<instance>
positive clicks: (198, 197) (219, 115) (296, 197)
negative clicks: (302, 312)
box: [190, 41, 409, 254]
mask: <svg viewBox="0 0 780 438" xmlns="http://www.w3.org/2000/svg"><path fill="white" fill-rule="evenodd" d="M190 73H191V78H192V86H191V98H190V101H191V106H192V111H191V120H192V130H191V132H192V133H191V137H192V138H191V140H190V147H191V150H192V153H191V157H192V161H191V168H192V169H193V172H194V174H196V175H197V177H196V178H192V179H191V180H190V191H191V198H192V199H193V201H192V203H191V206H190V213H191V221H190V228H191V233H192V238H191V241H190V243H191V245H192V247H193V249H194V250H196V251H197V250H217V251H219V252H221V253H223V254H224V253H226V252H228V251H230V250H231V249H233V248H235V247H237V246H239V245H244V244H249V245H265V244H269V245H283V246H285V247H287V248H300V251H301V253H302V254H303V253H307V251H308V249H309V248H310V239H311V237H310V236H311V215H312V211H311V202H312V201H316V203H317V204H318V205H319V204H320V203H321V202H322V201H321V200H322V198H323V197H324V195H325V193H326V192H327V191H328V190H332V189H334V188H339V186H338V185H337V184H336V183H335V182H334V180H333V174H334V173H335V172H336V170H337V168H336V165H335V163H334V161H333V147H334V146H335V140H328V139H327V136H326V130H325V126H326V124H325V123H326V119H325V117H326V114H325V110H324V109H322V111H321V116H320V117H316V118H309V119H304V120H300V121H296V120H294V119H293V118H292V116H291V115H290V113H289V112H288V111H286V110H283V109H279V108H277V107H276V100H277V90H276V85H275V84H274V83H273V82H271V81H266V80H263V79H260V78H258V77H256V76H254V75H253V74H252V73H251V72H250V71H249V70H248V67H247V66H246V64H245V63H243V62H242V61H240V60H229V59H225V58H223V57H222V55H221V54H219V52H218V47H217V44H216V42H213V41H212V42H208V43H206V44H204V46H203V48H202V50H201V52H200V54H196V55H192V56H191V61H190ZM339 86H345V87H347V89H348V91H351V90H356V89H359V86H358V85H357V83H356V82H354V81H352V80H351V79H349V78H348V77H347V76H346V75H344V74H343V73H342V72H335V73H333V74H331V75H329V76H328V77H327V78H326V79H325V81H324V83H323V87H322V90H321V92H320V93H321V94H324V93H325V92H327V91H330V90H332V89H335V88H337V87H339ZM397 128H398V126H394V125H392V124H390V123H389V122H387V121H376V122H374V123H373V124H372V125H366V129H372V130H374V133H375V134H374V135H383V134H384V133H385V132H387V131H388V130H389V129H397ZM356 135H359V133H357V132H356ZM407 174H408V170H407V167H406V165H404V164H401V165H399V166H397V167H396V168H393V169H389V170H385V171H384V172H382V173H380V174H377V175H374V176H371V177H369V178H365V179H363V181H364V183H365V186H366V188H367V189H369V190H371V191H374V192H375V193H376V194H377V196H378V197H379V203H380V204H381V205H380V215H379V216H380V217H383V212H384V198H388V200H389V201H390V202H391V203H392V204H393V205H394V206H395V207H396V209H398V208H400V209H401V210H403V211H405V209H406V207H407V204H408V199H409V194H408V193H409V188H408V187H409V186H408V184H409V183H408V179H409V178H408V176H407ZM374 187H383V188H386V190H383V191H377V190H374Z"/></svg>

▸ YOUR GOAL:
Please rewrite all of the material above as a JSON list of strings, one string per line, leaving out any blank lines.

▸ REPLY:
[
  "<instance>",
  "positive clicks: (198, 197) (219, 115) (296, 197)",
  "negative clicks: (302, 312)",
  "box: [190, 41, 409, 254]",
  "mask: <svg viewBox=\"0 0 780 438\" xmlns=\"http://www.w3.org/2000/svg\"><path fill=\"white\" fill-rule=\"evenodd\" d=\"M190 73H191V78H192V86H191V98H190V101H191V106H192V111H191V120H192V130H191V132H192V133H191V137H192V138H191V140H190V147H191V150H192V153H191V157H192V161H191V168H192V169H193V172H194V174H196V175H197V177H196V178H192V179H191V180H190V191H191V198H192V199H193V201H192V203H191V206H190V213H191V221H190V228H191V233H192V238H191V241H190V243H191V245H192V247H193V249H194V250H196V251H197V250H217V251H219V252H221V253H223V254H224V253H226V252H228V251H230V250H231V249H233V248H235V247H237V246H239V245H244V244H249V245H265V244H269V245H283V246H285V247H287V248H300V251H301V253H302V254H303V253H307V251H308V249H309V248H310V239H311V237H310V236H311V215H312V211H311V202H312V201H316V203H317V204H318V205H319V204H320V203H321V202H322V201H321V200H322V198H323V197H324V195H325V193H326V192H327V191H328V190H332V189H334V188H339V186H338V185H337V184H336V183H335V182H334V180H333V174H334V173H335V172H336V170H337V168H336V165H335V163H334V161H333V147H334V146H335V140H328V139H327V136H326V130H325V126H326V124H325V123H326V119H325V117H326V114H325V110H324V109H322V111H321V116H320V117H316V118H309V119H304V120H300V121H296V120H294V119H293V118H292V116H291V115H290V113H289V112H288V111H286V110H283V109H279V108H277V107H276V100H277V90H276V85H275V84H274V83H273V82H271V81H266V80H263V79H260V78H258V77H256V76H254V75H253V74H252V73H251V72H250V71H249V70H248V67H247V66H246V64H245V63H243V62H242V61H240V60H229V59H225V58H223V57H222V55H221V54H219V52H218V47H217V44H216V42H213V41H212V42H208V43H206V44H204V46H203V48H202V50H201V52H200V54H196V55H192V56H191V61H190ZM339 86H345V87H347V89H348V91H351V90H356V89H359V86H358V85H357V83H356V82H354V81H352V80H351V79H349V78H348V77H347V76H346V75H344V74H343V73H342V72H335V73H333V74H331V75H329V76H328V77H327V78H326V79H325V81H324V83H323V87H322V90H321V92H320V93H321V94H324V93H325V92H327V91H330V90H332V89H335V88H337V87H339ZM397 128H398V126H394V125H392V124H390V123H389V122H387V121H376V122H374V123H373V124H372V125H366V129H372V130H374V133H375V134H374V135H383V134H384V133H385V132H387V131H388V130H389V129H397ZM356 135H359V133H357V132H356ZM407 174H408V170H407V167H406V165H404V164H401V165H399V166H397V167H396V168H393V169H389V170H385V171H384V172H382V173H380V174H377V175H374V176H371V177H369V178H365V179H363V181H364V183H365V186H366V188H367V189H369V190H371V191H374V192H375V193H376V194H377V196H378V197H379V203H380V204H381V205H380V215H379V216H380V217H383V212H384V198H388V200H389V201H390V202H391V203H392V204H393V205H394V206H395V207H396V209H398V208H400V209H401V210H403V211H405V209H406V207H407V204H408V199H409V194H408V193H409V188H408V187H409V186H408V184H409V183H408V179H409V178H408V176H407ZM374 187H383V188H386V190H383V191H377V190H374Z\"/></svg>"
]